* [CUPLIKAN DOKUMEN]:
Sebenarnya Jokowi tak butuh mobnas untuk jadi tunggangan cari popularitas. Jokowi sudah populer sebelum mobil itu dibuat. Justru mobnas itulah yang mendadak dangdut jadi populer karena Jokowi jadi “penunggang” pertamanya. Coba kalau yang pesan mobnas itu Menristek atau Menteri Perdagangan atau Menteri Perindustrian, belum tentu follower-nya banyak. Bahkan seandainya Pak Beye yang pesan mobil Esemka, mungkin yang pesan hanya para Menteri yang sengaja ikut himbauan Presidennya. Bupati Karanganyar atau kepala daerah lain yang ikut-ikutan memesan, saya yakin bukan karena takut dan sungkan pada Jokowi, sebab posisi mereka setara.

* [DATA YANG DIBERIKAN]:
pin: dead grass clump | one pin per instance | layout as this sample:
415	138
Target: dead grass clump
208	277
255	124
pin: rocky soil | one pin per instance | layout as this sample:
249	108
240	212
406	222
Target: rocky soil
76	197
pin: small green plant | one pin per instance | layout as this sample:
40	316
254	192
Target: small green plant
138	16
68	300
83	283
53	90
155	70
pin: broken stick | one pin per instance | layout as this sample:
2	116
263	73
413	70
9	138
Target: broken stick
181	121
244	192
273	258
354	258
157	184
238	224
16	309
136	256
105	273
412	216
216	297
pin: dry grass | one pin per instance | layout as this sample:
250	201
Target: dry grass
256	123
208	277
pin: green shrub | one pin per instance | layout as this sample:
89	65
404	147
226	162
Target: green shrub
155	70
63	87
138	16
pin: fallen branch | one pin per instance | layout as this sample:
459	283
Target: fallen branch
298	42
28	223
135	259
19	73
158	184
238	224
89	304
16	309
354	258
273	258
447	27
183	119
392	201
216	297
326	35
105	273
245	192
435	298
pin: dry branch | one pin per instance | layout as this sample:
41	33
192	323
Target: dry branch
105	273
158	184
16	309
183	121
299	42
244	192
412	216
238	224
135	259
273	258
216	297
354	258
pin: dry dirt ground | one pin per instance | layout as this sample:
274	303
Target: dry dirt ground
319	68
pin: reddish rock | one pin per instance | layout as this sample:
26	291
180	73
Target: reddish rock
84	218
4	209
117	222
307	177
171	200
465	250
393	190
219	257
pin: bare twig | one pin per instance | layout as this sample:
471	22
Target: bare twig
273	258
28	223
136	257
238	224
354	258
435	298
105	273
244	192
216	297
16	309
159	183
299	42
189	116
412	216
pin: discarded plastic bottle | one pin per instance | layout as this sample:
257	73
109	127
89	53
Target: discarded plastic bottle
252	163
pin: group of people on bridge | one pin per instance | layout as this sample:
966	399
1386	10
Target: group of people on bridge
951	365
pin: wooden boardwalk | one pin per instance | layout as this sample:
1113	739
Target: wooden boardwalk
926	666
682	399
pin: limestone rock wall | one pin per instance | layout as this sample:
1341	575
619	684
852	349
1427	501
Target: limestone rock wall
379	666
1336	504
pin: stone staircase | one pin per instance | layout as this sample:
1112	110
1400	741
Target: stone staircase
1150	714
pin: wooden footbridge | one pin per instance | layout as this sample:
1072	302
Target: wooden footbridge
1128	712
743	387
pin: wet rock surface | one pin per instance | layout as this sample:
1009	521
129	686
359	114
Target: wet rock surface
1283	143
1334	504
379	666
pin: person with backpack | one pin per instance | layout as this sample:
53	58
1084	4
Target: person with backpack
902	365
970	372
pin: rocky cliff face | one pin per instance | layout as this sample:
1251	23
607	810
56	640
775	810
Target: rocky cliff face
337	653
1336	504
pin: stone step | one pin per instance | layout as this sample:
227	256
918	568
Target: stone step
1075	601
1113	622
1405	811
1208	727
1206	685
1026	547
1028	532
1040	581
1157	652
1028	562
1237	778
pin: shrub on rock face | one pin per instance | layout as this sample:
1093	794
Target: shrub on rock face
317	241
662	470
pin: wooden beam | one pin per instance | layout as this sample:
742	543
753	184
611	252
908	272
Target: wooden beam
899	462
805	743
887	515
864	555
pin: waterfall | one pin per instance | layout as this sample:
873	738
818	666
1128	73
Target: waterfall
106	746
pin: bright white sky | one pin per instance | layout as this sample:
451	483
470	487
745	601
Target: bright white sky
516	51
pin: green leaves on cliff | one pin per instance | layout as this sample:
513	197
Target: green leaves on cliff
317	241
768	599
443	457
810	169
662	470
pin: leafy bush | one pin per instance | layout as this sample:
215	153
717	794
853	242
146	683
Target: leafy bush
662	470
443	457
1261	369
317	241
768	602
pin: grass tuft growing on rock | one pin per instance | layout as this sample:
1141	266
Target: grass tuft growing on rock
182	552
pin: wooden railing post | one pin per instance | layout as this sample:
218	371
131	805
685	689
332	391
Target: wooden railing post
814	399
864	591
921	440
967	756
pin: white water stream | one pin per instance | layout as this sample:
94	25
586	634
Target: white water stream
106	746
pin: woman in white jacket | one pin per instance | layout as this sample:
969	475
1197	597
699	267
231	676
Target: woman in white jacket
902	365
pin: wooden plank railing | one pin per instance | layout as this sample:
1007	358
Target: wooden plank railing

* [TUGAS ANDA]:
- 1) Jawablah pertanyaan berikut berdasarkan teks tentang mobnas.
(a) Siapa yang disebut sebagai "penunggang" pertama mobnas?
(b) Menteri mana saja yang disebut sebagai contoh pemesan lain yang belum tentu punya banyak pengikut?
(c) Kepala daerah mana yang disebut namanya karena ikut memesan?
- 2) Salin dengan persis bagian teks tentang mobnas antara "Sebenarnya Jokowi tak" dan "posisi mereka setara.", termasuk kedua batas itu.

* [JAWABAN TIAP TUGAS]:
- 1)
(a) Jokowi.
(b) Menristek, Menteri Perdagangan, dan Menteri Perindustrian.
(c) Bupati Karanganyar.

- 2)
Sebenarnya Jokowi tak butuh mobnas untuk jadi tunggangan cari popularitas. Jokowi sudah populer sebelum mobil itu dibuat. Justru mobnas itulah yang mendadak dangdut jadi populer karena Jokowi jadi “penunggang” pertamanya. Coba kalau yang pesan mobnas itu Menristek atau Menteri Perdagangan atau Menteri Perindustrian, belum tentu follower-nya banyak. Bahkan seandainya Pak Beye yang pesan mobil Esemka, mungkin yang pesan hanya para Menteri yang sengaja ikut himbauan Presidennya. Bupati Karanganyar atau kepala daerah lain yang ikut-ikutan memesan, saya yakin bukan karena takut dan sungkan pada Jokowi, sebab posisi mereka setara.